Required action: Output the entries as they appear, skipping images.

Extracted material:

--------------------

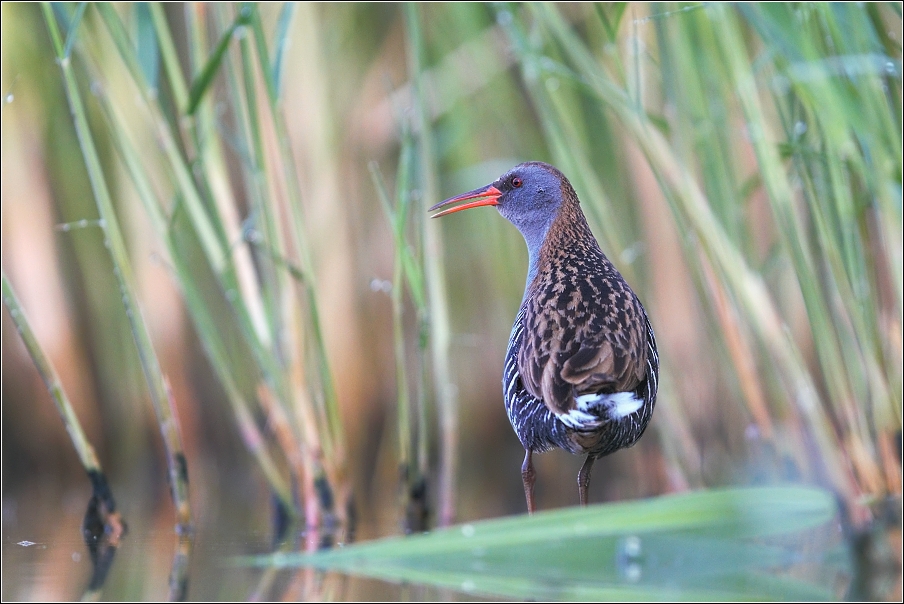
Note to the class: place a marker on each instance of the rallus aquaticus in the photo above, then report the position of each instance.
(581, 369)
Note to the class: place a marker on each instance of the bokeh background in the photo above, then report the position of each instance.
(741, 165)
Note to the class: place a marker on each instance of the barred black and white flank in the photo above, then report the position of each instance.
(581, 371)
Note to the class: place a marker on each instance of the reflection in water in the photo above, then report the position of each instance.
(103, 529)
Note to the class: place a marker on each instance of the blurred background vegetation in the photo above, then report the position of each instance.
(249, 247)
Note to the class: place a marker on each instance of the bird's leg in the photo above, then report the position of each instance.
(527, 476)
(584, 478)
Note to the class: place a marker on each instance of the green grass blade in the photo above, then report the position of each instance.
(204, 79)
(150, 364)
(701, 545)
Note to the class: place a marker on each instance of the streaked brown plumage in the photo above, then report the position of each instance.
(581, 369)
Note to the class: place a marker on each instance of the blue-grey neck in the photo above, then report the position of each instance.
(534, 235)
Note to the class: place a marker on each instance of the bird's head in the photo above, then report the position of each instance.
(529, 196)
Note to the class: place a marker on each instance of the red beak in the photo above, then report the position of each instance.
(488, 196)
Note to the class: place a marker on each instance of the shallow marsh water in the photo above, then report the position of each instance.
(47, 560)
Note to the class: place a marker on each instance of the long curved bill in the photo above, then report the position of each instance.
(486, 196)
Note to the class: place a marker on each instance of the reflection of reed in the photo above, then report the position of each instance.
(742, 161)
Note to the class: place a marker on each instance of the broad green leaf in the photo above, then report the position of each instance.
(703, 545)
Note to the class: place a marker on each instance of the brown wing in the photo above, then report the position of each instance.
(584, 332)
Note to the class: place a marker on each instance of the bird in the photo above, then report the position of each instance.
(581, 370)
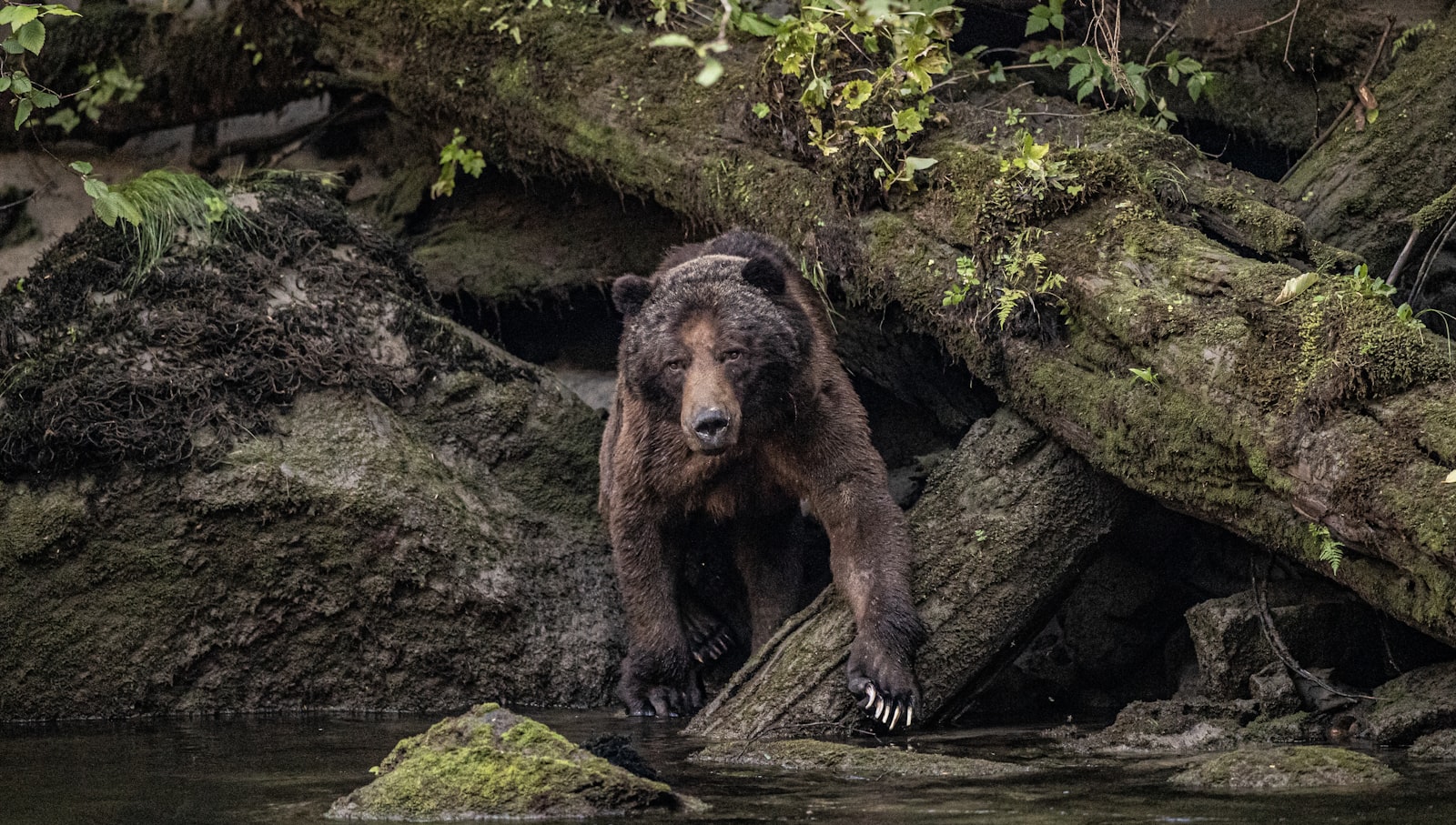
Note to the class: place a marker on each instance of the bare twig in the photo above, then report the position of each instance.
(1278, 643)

--------------------

Exercise solution:
Note to the class: place a marker on each instance of the rallus aquaticus in the photo above, then report the position of each instance.
(581, 369)
Note to the class: place a marker on each instance of the bokeh background in the photo above, then report the position of each instance.
(741, 165)
Note to the class: place a marker on each instance of the barred black and white flank in the photo above, then report the position of each instance.
(581, 371)
Note to the class: place a marker on each instance of the reflection in water in the photo above, then report the position of each instance.
(103, 529)
Note to the class: place a marker on each instance of the blurred background vegetation in the photo above, then report the position of each instance.
(249, 247)
Note to the class: place a marker on each instance of the bird's leg in the photo above, then report the position of each instance.
(527, 476)
(584, 478)
Note to the class: place a marker on each instance of the green grass blade in the photo above, then report the position of each instance.
(204, 79)
(150, 364)
(701, 545)
Note to the class: place a marker on each instance of the streaked brown plumage in the photo above, then report the position of each instance.
(581, 369)
Note to the class: place a marker on each instance of the blue-grey neck in the photo above, then report the position of each instance.
(534, 235)
Note to the class: place a marker on each instance of the bird's head in the photo above, then report the position of each instance.
(529, 196)
Note to the class: place a marker on each instance of the red beak in the photo above, then report the position of each instance.
(488, 196)
Note to the class: place a marker on each instance of the shallow marsh water in the photo above, then report the position of each instance.
(47, 560)
Note to the class: place a marker on each instance of the long curved bill in the photo above, then report the position of each instance.
(486, 196)
Note to the class: place a marker on each instance of the reflection of reed in the photo above, then report the position of each instance.
(742, 161)
Note to the class: place a marker on each instance of the broad green leaf in the photo above, then report the position of each instance.
(703, 545)
Note to the class: place a marker on each instance of the brown wing in the photo above, then report the position of each instance.
(584, 332)
Note to the class: place a marker on each instance of the bird in the photo above, then report the position of each instance.
(581, 370)
Note to the class: place a marker on each instance of the bare twig in the photo above, then report the position of each instance.
(1278, 643)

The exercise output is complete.